[Dataset excerpt]

════════════════════

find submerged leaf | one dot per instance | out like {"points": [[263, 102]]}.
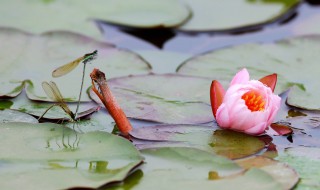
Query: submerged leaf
{"points": [[222, 142], [281, 172], [188, 168], [42, 156], [306, 161]]}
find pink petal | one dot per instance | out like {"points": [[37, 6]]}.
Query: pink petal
{"points": [[270, 81], [241, 77], [216, 96], [222, 116]]}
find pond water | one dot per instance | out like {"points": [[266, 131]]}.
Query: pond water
{"points": [[302, 21]]}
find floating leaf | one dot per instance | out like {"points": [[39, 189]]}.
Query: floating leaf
{"points": [[36, 56], [294, 60], [42, 156], [306, 160], [188, 168], [78, 15], [281, 172], [91, 118], [7, 116], [166, 98], [308, 26], [222, 142], [236, 14]]}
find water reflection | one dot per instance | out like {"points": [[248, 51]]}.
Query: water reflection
{"points": [[64, 142]]}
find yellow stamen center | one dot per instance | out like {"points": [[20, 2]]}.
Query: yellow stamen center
{"points": [[254, 101]]}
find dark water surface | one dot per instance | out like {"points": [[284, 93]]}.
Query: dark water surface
{"points": [[304, 20]]}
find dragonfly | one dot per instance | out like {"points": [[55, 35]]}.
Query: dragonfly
{"points": [[52, 91], [65, 69]]}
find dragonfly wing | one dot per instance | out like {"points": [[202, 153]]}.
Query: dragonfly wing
{"points": [[64, 69], [50, 91], [53, 92]]}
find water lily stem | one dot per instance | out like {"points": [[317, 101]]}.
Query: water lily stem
{"points": [[78, 105], [110, 102]]}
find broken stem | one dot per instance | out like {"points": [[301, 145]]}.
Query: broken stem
{"points": [[110, 102]]}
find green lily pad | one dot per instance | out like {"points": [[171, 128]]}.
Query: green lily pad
{"points": [[48, 156], [236, 14], [90, 117], [79, 15], [36, 56], [188, 168], [306, 160], [166, 98], [222, 142], [294, 60], [8, 115], [308, 26], [98, 121], [281, 172]]}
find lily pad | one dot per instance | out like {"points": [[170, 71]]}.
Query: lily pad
{"points": [[236, 14], [8, 115], [222, 142], [163, 98], [79, 15], [308, 26], [295, 61], [281, 172], [188, 168], [306, 160], [36, 56], [163, 61], [90, 117], [48, 156]]}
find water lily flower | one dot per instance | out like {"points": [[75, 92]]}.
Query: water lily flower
{"points": [[247, 106]]}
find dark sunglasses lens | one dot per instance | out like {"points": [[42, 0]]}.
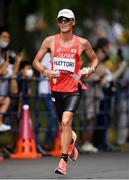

════════════════════

■ WHAT THE EXERCISE ASKS
Gather every line of the records above that contains the word "leaf" and list those lines.

■ COMPLETED TASK
find submerged leaf | one dot per instance | out like {"points": [[263, 102]]}.
Query: submerged leaf
find floating leaf | one dot per instance | out like {"points": [[39, 189]]}.
Query: floating leaf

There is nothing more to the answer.